→ Quoted passage:

%%

Energy input. (Score:5, Interesting)
What is the energy input required to create this vs the energy it will output?
Re:Energy input. (Score:5, Informative)
CVD is a low pressure ionized gas crystallization process. It produces gemstone class diamonds.
The researchers would likely benefit more from using the Russian hydraulic form compression method of producing said diamonds, because it is much cheaper. It does not produce single, large crystal diamonds without defects the way CVD does, but we aren't trying to make jewelry here. We are interested in trapping the emitted beta particles (high energy electrons emitted from the nucleus) in the lattice and using the high bandgap semi conductive properties of the diamond to transport those electrons as a reliable source of current.
Without exact figures for how many tons of irradiated graphite there is, how energy intense CVD us compared to compressive forming, and how efficient the two end products are, I cannot even begin to answer your question though.

%%

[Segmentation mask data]

%%

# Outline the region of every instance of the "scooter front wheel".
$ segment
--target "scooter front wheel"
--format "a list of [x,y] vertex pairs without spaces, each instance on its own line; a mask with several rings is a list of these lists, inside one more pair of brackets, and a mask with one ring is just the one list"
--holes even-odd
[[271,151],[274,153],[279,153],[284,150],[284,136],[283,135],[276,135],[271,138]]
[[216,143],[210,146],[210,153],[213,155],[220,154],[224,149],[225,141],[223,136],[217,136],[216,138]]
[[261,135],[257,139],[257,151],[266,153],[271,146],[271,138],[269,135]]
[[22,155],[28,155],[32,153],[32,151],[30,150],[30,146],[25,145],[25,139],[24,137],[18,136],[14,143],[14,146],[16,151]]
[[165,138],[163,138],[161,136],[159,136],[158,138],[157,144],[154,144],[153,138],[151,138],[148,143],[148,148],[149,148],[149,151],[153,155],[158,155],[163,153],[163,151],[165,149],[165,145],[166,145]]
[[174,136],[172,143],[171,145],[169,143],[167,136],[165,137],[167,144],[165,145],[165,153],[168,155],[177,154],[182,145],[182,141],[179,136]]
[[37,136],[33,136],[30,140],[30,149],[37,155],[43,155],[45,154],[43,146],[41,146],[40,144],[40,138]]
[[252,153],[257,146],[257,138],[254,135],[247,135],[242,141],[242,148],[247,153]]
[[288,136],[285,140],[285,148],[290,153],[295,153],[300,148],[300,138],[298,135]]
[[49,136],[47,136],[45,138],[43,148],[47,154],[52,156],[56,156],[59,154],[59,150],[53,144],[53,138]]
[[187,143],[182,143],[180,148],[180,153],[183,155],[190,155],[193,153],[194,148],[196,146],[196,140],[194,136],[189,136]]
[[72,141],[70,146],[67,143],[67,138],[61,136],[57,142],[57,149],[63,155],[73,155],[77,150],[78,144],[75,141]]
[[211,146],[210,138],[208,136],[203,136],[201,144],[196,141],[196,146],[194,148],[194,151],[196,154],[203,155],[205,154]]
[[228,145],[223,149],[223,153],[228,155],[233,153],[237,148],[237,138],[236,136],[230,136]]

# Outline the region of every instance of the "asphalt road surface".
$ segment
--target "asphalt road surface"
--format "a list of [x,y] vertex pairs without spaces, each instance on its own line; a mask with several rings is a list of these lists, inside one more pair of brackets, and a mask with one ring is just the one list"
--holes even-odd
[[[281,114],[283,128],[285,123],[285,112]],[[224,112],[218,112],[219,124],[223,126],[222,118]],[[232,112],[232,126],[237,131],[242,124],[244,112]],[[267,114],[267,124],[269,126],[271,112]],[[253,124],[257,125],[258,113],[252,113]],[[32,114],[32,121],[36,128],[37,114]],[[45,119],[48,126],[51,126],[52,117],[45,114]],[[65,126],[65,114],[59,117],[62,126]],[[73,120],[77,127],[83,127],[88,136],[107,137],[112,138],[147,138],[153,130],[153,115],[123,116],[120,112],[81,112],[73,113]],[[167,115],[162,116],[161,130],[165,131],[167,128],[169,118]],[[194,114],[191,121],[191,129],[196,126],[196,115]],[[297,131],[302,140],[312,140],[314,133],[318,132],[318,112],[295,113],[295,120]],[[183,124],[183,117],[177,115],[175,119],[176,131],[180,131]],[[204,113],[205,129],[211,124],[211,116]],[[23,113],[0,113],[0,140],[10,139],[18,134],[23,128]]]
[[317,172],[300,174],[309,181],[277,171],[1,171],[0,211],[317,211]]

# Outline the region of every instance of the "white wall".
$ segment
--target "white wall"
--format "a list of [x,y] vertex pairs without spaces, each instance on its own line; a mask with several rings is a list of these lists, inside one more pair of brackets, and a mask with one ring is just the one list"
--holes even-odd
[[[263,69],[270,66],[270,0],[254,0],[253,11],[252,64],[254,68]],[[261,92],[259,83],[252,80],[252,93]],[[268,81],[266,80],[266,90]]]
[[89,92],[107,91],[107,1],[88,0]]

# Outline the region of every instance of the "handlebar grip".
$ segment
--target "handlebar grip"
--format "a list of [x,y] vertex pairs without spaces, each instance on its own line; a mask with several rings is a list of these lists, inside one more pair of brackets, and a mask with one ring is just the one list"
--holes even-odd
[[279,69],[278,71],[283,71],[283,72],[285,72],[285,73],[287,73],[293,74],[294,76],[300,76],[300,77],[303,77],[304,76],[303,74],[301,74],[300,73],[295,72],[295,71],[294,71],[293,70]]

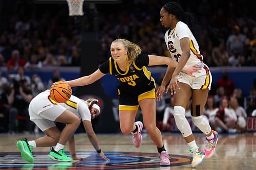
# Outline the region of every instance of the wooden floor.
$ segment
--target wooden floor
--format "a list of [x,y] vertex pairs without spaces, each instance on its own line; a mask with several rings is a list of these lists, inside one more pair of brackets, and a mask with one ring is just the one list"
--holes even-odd
[[[106,155],[111,159],[116,160],[116,162],[112,162],[111,160],[110,162],[111,163],[102,163],[101,164],[101,160],[99,160],[98,158],[95,158],[96,154],[95,154],[95,150],[89,141],[86,134],[78,134],[75,135],[78,154],[86,157],[89,157],[91,155],[95,155],[94,158],[91,159],[94,159],[94,162],[98,160],[100,163],[99,164],[98,163],[98,165],[92,164],[92,166],[85,166],[87,163],[89,163],[88,162],[92,162],[91,161],[92,159],[88,159],[89,161],[87,161],[87,158],[86,158],[82,162],[83,164],[77,163],[75,166],[73,164],[72,166],[67,166],[66,167],[64,166],[63,167],[59,166],[59,163],[57,166],[55,166],[55,167],[53,168],[49,167],[49,164],[52,166],[51,167],[54,167],[55,164],[58,162],[50,161],[50,163],[48,162],[48,166],[44,166],[44,160],[48,161],[49,160],[47,157],[47,155],[49,151],[49,148],[37,148],[33,150],[33,155],[37,155],[35,157],[34,164],[26,163],[23,160],[18,150],[16,148],[17,140],[22,139],[25,137],[27,137],[29,140],[34,139],[42,135],[42,134],[37,135],[0,135],[0,169],[57,169],[59,168],[92,170],[196,169],[196,168],[193,168],[190,164],[191,155],[188,153],[188,145],[179,133],[163,134],[165,148],[171,157],[170,167],[159,167],[156,148],[146,134],[143,134],[142,145],[139,148],[136,148],[133,146],[131,135],[97,135],[101,150],[105,152]],[[196,133],[195,136],[198,145],[203,148],[204,146],[204,136],[200,133]],[[125,155],[125,157],[124,155]],[[135,158],[139,157],[140,159],[131,161],[135,159],[133,157],[134,156],[137,156]],[[119,157],[126,161],[129,161],[130,163],[125,163],[125,161],[122,163],[121,162],[122,161],[119,162],[118,161],[120,160]],[[143,166],[144,165],[140,165],[139,163],[137,164],[136,161],[137,163],[140,161],[147,162],[144,162],[144,164],[146,166]],[[178,163],[175,163],[175,162]],[[80,165],[79,163],[80,163]],[[42,166],[38,166],[39,164],[42,165],[41,165]],[[203,162],[197,166],[196,169],[256,169],[256,133],[247,133],[236,135],[220,134],[215,155],[210,159],[204,160]]]

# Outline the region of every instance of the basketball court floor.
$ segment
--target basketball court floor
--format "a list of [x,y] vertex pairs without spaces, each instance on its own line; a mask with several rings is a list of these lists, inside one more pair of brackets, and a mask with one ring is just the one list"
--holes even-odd
[[[143,134],[139,148],[133,146],[132,135],[98,134],[101,150],[110,159],[108,162],[97,155],[86,134],[75,136],[77,154],[83,158],[82,161],[60,163],[51,160],[47,156],[49,148],[37,148],[33,151],[35,162],[25,162],[16,148],[16,141],[42,135],[0,135],[0,169],[256,169],[256,133],[220,134],[215,155],[194,168],[188,147],[178,133],[163,134],[171,158],[168,167],[159,166],[156,148],[146,134]],[[203,148],[204,136],[200,133],[195,133],[195,136]]]

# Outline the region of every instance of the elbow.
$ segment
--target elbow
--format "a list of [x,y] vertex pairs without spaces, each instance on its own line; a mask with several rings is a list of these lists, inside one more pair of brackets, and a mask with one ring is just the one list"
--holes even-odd
[[183,54],[185,57],[188,59],[190,56],[190,51],[185,51],[185,52],[183,52]]

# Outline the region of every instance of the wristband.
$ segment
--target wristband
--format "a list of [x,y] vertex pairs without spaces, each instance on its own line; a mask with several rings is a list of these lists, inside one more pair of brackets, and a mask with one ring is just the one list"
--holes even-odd
[[97,153],[98,154],[100,154],[100,153],[101,153],[101,150],[100,149],[98,150],[97,150],[96,151],[97,151]]

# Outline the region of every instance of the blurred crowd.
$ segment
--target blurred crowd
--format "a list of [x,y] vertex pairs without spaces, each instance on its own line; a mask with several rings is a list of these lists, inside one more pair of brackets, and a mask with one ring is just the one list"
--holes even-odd
[[[216,92],[213,93],[212,90],[210,91],[204,108],[204,118],[209,121],[213,129],[219,132],[245,132],[247,117],[256,116],[255,87],[250,88],[249,95],[243,95],[241,89],[236,88],[234,83],[225,71],[222,78],[214,86],[216,86]],[[167,94],[163,99],[156,103],[157,124],[160,130],[169,131],[172,129],[171,126],[175,124],[173,98],[170,98],[169,94]],[[189,101],[185,115],[191,120],[189,119],[190,105]],[[193,126],[193,124],[190,126]]]
[[[98,33],[99,64],[110,56],[111,43],[118,38],[137,43],[145,54],[168,56],[159,11],[168,1],[133,0],[85,5],[85,15],[79,17],[69,17],[65,4],[1,2],[0,7],[9,6],[0,8],[0,67],[7,68],[6,77],[2,76],[0,69],[0,131],[34,130],[28,120],[30,101],[62,78],[56,70],[46,85],[36,75],[26,76],[26,70],[80,66],[81,57],[85,57],[80,54],[81,31]],[[248,5],[240,0],[178,1],[185,11],[198,17],[201,30],[198,42],[209,66],[256,66],[256,21],[252,17],[256,16],[255,2]],[[243,95],[226,72],[212,87],[205,109],[212,126],[224,131],[238,127],[239,131],[244,131],[241,117],[256,116],[255,87],[252,85],[249,95]],[[159,108],[165,125],[169,114],[164,114],[164,110],[172,110],[171,101],[167,99]],[[229,118],[228,114],[231,115]]]

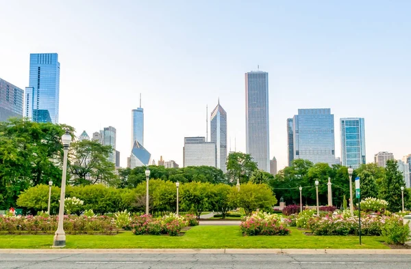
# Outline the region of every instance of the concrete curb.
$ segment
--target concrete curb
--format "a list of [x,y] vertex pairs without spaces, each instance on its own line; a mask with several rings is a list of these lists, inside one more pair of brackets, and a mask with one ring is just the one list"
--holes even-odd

%%

→ Task instructions:
[a] In the diamond discussion, what reason is given for preferring the Russian hydraulic compression method over CVD?
[b] Continue the diamond discussion from its last sentence.
The records are separate material with no connection to the diamond discussion.

→ Answer set:
[a] It is much cheaper.

[b]
Even if there is a big deficit, it might still be worthwhile, due to the immense savings on sequestration costs, and maintenance costs of these batteries.
Re:Energy input. (Score:5, Informative)
The first hydraulic presses (tetrahedral presses) were made by an american engineer Tracy Hall. The "diamond makers" is a great book that discusses these early efforts and the long history of trying to create artificial diamond. Also not sure about efficiency, but high pressure formed artificial diamonds tend to be way more defective - a problem if you're trying to create semiconductor properties of a beta voltaic. CVD actually produces diamonds with less flaws than nature.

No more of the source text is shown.